WHAT TO DO: Count the lines in the records below that contain the string "roof", treating uppercase and lowercase as different. Give only the number.
begin MATERIAL SUPPLIED
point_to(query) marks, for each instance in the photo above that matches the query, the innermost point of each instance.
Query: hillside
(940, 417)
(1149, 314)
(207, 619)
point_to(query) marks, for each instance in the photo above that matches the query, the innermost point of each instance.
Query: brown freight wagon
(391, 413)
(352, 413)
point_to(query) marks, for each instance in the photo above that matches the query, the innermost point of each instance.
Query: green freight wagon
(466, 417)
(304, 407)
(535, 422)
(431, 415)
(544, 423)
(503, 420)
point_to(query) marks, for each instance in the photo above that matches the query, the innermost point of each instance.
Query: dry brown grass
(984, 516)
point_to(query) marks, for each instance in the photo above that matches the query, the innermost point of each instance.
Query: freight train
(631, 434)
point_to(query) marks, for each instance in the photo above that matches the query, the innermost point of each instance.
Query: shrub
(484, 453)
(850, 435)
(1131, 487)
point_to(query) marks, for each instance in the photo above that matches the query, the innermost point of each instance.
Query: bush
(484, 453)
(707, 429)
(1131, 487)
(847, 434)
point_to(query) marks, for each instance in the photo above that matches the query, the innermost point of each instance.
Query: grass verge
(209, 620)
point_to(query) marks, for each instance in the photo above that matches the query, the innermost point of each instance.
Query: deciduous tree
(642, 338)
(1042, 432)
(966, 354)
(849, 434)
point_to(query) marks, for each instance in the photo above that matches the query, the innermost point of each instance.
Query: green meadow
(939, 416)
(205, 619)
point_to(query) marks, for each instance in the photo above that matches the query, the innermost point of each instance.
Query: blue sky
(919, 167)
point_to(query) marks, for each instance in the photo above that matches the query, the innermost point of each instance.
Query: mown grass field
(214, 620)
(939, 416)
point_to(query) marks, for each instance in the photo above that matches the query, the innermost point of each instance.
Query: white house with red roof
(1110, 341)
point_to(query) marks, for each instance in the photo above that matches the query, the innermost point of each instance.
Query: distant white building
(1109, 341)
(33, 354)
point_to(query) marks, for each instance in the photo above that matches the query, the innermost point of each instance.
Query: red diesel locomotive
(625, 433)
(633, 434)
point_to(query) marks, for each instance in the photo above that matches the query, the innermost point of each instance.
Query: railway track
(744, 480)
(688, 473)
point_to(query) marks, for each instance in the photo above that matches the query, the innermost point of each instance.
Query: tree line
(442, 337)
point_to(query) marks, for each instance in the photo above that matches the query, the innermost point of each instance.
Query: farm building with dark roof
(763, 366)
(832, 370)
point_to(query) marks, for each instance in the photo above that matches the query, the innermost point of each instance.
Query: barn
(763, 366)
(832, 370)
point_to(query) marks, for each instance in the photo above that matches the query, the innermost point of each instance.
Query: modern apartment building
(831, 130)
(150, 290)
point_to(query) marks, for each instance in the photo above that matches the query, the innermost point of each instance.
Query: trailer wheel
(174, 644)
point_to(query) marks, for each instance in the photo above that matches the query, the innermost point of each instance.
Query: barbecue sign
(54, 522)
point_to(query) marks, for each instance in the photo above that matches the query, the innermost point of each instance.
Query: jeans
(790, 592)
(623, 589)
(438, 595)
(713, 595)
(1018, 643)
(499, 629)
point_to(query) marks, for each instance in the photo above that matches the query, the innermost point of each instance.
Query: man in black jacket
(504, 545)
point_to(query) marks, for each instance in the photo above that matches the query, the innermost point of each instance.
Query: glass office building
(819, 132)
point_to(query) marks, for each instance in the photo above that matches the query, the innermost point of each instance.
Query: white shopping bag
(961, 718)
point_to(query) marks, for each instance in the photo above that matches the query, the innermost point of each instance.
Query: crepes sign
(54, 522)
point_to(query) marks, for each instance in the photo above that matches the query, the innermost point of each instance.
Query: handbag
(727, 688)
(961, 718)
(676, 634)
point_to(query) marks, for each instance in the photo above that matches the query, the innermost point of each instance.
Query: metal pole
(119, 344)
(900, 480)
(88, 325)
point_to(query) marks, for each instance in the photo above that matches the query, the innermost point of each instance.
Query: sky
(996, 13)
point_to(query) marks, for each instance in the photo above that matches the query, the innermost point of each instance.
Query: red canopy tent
end MATERIAL SUPPLIED
WRITTEN ANSWER: 2